# Passage shown
Being woke; or identity politics destroys my mind, pt.2

So a few things have happened lately that have bought my issues with identity politics back to my mind.

First, I had a student complain that I used the N-word in a lecture.

Second, the UWA student guild made a motion to stop the Dalai Lama (or his representatives) from speaking on campus, because it might offend our Chinese students.

Third, I went to see Jonathan Pie – an excellent comedian who somewhat echoed my concerns about where this was all leading us.

Finally, this:

Kendrick Lamar’s Onstage Outrage: Why Rap Should Retire the N-Word for Good

So to deal with the first issue first, before you stop reading because I am such a horrible racist.

I was conducting a lecture on how language carries power through discourse. We were discussing Ed Sheeran as a group (funny how he keeps coming up in these discussions). He had just toured and a lot of the students had just been to the concert at Optus stadium, so I knew that his ‘power’ would be tangible for them. But I asked ‘is he really any good?’ and then (after fielding some yes and no answers) offered this unwise and unnecessary perspective which I will quote at length to ensure that you get the context:

I thought it was interesting because the music editor from The West panned him and said ‘well his music is all a bit same-ish’. And I have to say that I think within the frame of discourse he’s a fine musician and clearly a nice and sincere person but I don’t think that 20 years ago he would have been successful as he is.

# What you will do
A) Answer these questions about the post on identity politics:
(i) What did the UWA student guild's motion aim to stop?
(ii) Which comedian did the writer go to see?
(iii) At which venue had many of the students attended the Ed Sheeran concert?
B) Pull out every line of the records that contains the string "house".

Excerpts from a point labeling dataset:
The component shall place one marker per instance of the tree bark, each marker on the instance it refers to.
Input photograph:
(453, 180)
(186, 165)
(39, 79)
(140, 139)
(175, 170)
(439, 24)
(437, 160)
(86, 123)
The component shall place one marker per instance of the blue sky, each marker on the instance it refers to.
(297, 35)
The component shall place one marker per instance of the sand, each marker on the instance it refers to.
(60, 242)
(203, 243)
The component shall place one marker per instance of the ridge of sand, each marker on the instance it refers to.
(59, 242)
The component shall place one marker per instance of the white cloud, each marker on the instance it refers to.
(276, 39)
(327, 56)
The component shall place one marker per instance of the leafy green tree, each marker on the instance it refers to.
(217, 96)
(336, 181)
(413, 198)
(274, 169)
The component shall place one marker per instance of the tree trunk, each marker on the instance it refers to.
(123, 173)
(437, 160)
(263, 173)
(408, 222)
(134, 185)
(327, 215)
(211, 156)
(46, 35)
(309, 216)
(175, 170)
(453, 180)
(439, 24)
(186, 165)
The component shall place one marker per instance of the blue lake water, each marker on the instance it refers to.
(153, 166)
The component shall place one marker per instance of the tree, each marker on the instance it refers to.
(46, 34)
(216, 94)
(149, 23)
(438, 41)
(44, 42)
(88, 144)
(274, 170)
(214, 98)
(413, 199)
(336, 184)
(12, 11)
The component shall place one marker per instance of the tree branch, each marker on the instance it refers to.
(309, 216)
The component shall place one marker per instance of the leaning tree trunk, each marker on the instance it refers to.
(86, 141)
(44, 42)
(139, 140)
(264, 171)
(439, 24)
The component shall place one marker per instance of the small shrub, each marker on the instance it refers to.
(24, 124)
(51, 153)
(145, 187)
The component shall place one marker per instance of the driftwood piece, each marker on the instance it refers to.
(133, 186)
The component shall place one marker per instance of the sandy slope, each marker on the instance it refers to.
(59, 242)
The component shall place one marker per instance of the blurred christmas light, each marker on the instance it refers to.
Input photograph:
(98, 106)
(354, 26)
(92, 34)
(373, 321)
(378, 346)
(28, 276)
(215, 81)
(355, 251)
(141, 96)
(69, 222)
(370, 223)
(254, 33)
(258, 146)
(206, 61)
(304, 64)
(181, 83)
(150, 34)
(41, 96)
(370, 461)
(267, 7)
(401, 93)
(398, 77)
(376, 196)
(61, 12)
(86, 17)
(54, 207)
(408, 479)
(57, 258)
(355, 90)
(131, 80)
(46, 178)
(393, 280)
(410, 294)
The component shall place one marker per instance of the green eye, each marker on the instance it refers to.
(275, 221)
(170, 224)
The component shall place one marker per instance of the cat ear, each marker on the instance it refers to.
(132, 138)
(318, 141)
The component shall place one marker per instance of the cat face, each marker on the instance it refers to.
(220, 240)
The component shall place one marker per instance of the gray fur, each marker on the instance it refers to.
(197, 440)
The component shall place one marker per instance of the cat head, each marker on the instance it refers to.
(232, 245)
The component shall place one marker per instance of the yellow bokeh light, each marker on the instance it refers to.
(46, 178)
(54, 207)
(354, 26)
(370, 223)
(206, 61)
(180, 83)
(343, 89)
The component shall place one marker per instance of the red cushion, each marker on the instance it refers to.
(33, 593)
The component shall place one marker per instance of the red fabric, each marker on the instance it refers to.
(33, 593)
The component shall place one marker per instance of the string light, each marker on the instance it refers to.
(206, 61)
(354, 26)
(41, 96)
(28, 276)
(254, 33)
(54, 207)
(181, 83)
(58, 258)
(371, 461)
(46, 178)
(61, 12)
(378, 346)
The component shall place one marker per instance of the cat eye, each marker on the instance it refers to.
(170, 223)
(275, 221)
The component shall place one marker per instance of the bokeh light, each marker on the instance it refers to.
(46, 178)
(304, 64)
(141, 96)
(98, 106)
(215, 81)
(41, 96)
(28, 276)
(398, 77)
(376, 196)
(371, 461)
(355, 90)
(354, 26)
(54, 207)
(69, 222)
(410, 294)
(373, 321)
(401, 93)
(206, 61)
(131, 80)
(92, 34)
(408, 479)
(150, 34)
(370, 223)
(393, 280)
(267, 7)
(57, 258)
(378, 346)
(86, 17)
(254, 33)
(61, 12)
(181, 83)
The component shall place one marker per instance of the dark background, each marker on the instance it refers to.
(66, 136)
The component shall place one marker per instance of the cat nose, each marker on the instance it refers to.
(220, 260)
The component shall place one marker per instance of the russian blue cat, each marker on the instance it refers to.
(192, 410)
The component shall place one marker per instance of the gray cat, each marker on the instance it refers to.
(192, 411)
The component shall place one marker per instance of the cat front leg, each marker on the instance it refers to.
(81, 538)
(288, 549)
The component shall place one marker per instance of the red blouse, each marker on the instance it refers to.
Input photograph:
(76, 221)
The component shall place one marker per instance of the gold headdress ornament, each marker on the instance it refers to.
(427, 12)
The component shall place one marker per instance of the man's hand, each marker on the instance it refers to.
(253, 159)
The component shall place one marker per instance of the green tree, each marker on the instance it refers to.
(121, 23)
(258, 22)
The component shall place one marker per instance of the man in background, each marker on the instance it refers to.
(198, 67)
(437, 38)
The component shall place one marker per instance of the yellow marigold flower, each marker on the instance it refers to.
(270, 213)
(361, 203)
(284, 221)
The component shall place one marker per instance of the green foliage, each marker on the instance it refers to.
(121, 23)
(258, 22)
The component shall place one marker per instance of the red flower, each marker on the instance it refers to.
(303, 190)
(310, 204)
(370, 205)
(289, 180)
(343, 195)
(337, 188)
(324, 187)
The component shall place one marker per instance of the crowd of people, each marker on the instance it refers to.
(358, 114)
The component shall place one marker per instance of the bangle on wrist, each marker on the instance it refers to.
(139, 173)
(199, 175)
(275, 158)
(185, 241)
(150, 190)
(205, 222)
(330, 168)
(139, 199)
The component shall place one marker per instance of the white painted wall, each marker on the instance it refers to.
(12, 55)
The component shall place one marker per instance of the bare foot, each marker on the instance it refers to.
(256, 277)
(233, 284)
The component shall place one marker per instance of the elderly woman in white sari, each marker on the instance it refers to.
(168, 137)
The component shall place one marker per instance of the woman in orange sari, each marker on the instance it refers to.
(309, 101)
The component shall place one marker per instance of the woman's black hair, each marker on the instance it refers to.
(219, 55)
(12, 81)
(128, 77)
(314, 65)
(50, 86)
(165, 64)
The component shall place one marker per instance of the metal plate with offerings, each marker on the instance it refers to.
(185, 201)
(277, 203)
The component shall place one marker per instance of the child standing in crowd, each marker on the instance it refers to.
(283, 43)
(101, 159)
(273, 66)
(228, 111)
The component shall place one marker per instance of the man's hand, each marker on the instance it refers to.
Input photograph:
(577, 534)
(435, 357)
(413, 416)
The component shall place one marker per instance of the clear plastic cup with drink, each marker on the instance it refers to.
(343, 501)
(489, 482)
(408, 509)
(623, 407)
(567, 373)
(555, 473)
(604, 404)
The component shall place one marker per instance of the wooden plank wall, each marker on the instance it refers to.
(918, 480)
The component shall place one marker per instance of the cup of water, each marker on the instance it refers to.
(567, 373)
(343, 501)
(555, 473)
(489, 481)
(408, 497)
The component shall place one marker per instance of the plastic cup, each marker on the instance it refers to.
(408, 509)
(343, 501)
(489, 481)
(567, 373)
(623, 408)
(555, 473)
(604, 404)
==
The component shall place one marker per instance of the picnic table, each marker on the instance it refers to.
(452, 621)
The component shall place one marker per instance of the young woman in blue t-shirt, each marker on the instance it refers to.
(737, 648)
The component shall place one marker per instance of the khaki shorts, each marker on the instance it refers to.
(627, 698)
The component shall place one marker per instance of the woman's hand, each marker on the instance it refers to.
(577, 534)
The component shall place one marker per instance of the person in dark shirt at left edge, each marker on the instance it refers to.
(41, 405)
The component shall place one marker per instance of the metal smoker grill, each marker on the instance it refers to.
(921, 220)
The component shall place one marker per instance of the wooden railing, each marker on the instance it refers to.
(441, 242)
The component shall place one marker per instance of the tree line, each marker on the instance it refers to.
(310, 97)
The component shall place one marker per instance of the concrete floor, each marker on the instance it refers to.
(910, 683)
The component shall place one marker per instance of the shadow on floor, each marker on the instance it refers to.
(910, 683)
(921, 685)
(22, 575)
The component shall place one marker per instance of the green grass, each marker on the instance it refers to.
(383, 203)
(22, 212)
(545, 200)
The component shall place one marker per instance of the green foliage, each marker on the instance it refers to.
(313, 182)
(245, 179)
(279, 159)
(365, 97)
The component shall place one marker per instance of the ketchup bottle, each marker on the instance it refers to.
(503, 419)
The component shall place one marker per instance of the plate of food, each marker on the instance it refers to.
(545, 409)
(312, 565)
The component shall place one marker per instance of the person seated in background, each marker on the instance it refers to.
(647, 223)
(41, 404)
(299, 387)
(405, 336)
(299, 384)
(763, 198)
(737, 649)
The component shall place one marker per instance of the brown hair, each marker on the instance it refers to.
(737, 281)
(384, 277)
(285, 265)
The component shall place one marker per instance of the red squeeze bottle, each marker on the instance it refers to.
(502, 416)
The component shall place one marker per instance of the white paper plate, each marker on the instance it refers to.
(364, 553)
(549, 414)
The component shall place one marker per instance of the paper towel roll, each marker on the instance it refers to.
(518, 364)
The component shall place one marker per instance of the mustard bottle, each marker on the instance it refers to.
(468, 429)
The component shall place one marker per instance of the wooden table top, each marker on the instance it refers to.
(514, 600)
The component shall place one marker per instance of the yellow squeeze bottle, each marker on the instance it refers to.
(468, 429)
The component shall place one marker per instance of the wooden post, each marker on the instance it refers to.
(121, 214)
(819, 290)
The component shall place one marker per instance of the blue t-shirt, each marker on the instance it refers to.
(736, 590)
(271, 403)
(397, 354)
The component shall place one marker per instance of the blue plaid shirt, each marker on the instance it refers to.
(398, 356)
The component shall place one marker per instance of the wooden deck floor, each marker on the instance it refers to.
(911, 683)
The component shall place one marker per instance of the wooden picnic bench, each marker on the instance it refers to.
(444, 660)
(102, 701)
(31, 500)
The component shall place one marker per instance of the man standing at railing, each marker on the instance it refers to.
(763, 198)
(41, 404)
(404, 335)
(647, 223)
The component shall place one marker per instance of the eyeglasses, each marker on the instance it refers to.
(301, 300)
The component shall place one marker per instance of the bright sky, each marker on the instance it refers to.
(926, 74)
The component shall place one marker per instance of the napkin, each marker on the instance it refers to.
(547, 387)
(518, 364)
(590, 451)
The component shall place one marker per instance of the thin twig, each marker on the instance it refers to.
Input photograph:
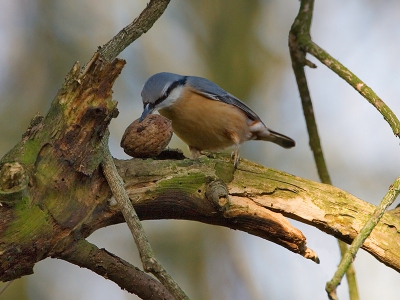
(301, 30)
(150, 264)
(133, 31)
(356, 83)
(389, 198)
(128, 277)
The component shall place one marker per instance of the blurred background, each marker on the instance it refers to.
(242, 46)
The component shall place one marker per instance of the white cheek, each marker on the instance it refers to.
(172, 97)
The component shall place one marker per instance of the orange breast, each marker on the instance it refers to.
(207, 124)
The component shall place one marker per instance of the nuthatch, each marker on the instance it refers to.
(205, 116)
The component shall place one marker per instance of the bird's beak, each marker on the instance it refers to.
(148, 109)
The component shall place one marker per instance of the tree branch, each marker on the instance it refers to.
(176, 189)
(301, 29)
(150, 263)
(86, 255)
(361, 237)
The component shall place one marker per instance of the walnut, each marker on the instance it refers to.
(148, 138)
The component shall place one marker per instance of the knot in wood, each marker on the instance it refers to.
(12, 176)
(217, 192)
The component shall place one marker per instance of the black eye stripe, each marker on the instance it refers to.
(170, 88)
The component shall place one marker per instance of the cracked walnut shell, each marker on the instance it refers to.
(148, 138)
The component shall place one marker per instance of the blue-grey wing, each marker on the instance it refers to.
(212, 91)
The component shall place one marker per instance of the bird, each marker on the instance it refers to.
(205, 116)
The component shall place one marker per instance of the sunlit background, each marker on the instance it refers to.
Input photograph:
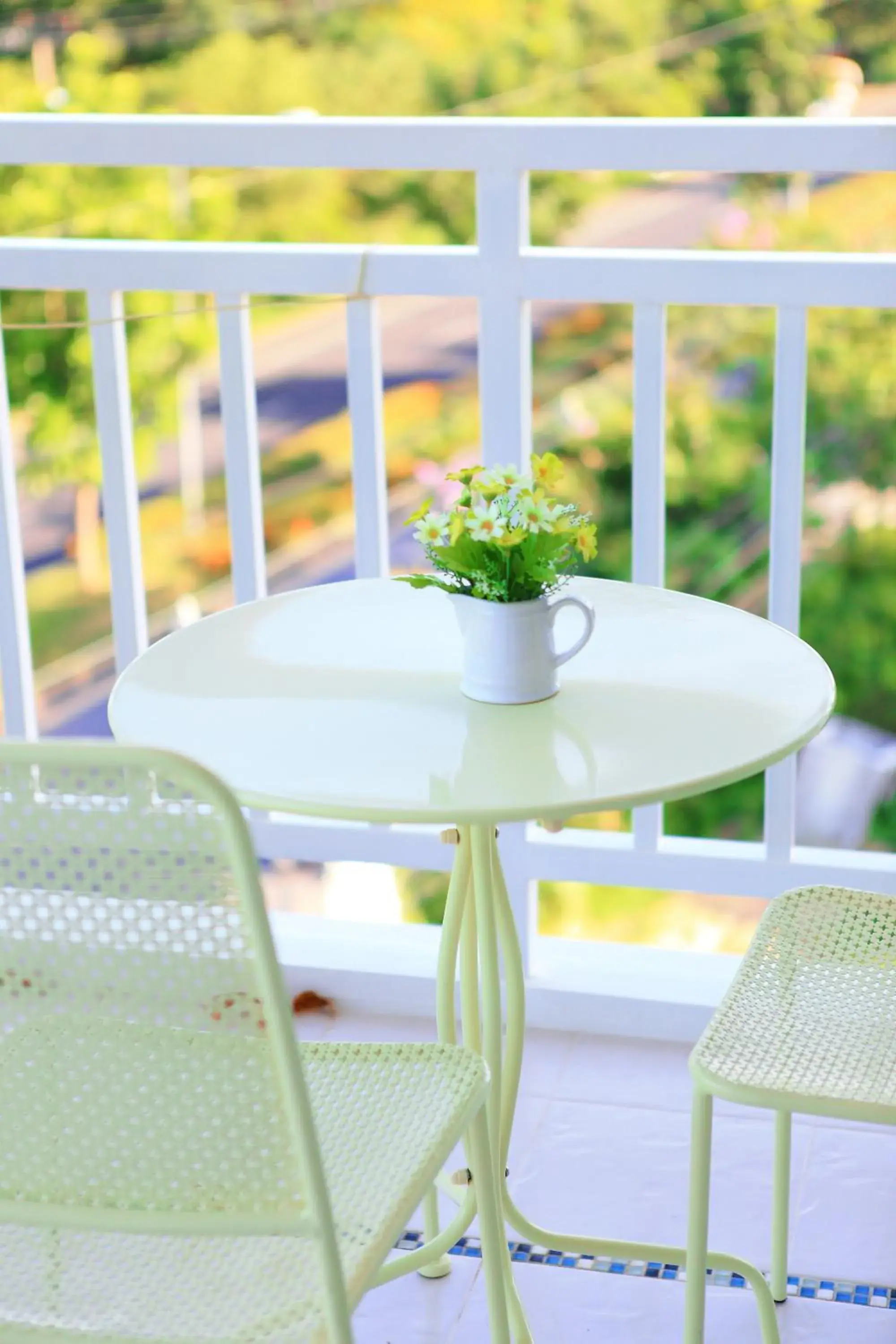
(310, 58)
--
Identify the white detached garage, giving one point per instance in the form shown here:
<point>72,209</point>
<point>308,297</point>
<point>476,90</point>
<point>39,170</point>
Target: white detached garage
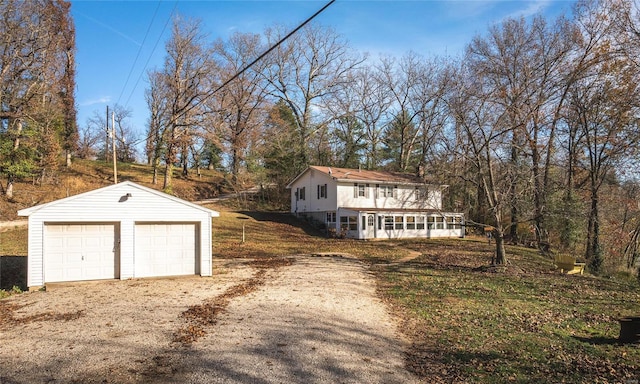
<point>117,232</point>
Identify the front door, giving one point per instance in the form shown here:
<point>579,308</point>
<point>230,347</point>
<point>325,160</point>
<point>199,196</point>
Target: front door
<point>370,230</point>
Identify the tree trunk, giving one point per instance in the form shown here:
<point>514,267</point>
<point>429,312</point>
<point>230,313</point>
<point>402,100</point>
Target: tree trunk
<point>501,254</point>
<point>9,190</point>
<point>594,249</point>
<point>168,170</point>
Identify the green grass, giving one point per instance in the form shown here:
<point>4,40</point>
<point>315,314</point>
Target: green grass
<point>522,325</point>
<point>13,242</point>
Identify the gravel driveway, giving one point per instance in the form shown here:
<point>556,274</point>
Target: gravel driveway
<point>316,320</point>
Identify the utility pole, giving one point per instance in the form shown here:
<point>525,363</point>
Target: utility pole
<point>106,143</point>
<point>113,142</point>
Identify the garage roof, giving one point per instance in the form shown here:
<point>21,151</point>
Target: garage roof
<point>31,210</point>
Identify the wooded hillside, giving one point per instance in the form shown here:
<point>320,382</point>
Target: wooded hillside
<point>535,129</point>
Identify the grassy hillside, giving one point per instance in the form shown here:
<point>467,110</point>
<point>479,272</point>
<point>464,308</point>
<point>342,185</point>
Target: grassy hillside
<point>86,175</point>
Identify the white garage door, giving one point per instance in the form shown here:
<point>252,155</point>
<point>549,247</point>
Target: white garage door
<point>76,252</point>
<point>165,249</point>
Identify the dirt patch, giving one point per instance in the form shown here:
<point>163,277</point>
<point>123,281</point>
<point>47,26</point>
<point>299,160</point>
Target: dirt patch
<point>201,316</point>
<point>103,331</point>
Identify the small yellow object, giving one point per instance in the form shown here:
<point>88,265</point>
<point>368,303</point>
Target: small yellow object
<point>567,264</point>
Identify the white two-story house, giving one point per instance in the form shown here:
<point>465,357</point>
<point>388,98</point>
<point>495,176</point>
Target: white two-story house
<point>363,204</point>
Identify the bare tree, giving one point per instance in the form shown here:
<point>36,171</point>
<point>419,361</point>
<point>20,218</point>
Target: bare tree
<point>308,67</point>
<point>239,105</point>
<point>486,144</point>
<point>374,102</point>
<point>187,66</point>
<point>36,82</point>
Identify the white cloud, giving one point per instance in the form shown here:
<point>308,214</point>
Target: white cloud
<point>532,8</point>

# Full answers
A)
(i) The Dalai Lama (or his representatives) speaking on campus.
(ii) Jonathan Pie.
(iii) Optus stadium.

B)
Identify the white two-story house, giving one point per instance in the form shown here:
Target: white two-story house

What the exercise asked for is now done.